# Extractos de un conjunto de datos sobre señalar objetos
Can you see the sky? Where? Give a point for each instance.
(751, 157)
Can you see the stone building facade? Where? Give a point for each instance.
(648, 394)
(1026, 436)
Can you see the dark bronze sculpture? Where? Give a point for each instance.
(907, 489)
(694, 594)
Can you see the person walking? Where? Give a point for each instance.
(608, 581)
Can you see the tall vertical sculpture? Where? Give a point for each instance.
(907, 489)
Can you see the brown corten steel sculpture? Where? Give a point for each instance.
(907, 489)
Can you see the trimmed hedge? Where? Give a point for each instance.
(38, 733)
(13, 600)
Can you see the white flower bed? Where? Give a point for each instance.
---
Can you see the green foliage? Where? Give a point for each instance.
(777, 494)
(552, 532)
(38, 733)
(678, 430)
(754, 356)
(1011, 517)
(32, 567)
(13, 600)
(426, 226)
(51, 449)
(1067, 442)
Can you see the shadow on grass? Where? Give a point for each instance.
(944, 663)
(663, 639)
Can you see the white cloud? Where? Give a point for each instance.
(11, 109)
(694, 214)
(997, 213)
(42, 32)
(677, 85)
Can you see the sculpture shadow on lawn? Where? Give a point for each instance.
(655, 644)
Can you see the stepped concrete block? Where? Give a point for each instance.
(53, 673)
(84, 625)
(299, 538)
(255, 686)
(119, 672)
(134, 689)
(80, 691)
==
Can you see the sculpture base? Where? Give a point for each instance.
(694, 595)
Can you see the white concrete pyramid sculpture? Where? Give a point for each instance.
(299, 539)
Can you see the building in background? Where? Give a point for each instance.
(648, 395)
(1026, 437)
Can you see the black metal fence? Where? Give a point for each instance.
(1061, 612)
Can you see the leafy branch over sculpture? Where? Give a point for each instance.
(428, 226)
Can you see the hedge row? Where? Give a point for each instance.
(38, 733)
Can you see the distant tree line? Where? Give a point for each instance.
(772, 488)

# Objetivo del ejercicio
Transcribe sin cambios las líneas que van desde la que contiene "Can you see the sky?" hasta la que contiene "Can you see the white flower", ambas incluidas.

# Respuesta final
Can you see the sky? Where? Give a point for each instance.
(751, 157)
Can you see the stone building facade? Where? Give a point for each instance.
(648, 394)
(1026, 436)
Can you see the dark bronze sculpture? Where? Give a point for each instance.
(907, 489)
(694, 594)
Can you see the person walking? Where? Give a point for each instance.
(608, 581)
Can you see the tall vertical sculpture? Where? Give a point for each instance.
(907, 489)
Can you see the brown corten steel sculpture? Where? Give a point for each instance.
(907, 489)
Can you see the trimmed hedge? Where? Give a point for each instance.
(38, 733)
(13, 600)
Can you see the white flower bed? Where? Give a point for each instance.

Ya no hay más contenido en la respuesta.